■ **Source**:
┌──

# Fertilizer: Organic (Natural) versus Chemical (Inorganic)



## Elephant Man (Jan 13, 2008)

from malcolmbeck.com:

*The argument continues. The organic proponents say only organic should be used. The chemical proponents have their argument of high analysis and quicker availability. 

Why don't we consult Nature and see how she has been feeding plants life since the very beginning? 

Most of the fertilizers called "chemical" occur naturally in Nature. In fact, that is where man discovered them. Ammonia, ammonium, ammonium sulphate, nitrites, nitrates, potassium sulphate, calcium phosphate, urea are some of them. But seldom are these chemicals found in the pure state. In Nature, they are almost always bound up in rock or in an organic form with other elements. Or they may be found in a state of transition. 

Man-made chemical fertilizers always have a high total NPK, from 20 to 60 percent or more. The total NPK for organic fertilizer blends will always be low. Fourteen percent is about as high as it gets. 

The balance of the ingredients in the chemical fertilizer bag, aside from the NPK, is usually made up of inert filler or possibly a chemical that isn't needed. The balance of the ingredients in the organic fertilizer bag beyond the NPK are all necessary soil nutrients. The fact that the material is organic means it came from a once-living entity-plant, animal or a blend of both-which tells us that every ingredient there is important to life. In the best organic fertilizers, everything in the bag is needed and is in correct proportions to feed and sustain the next generation of life.

└──

■ **Supplied data**:
┌──

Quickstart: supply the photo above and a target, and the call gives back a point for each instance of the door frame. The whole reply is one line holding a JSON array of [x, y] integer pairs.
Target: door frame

└──

■ **Problem requirements**:
Retype the passage of the text on organic versus chemical fertilizer, starting with "# Fertilizer: Organic" and going on through "state of transition.".

■ **Solution below**:
# Fertilizer: Organic (Natural) versus Chemical (Inorganic)



## Elephant Man (Jan 13, 2008)

from malcolmbeck.com:

*The argument continues. The organic proponents say only organic should be used. The chemical proponents have their argument of high analysis and quicker availability. 

Why don't we consult Nature and see how she has been feeding plants life since the very beginning? 

Most of the fertilizers called "chemical" occur naturally in Nature. In fact, that is where man discovered them. Ammonia, ammonium, ammonium sulphate, nitrites, nitrates, potassium sulphate, calcium phosphate, urea are some of them. But seldom are these chemicals found in the pure state. In Nature, they are almost always bound up in rock or in an organic form with other elements. Or they may be found in a state of transition.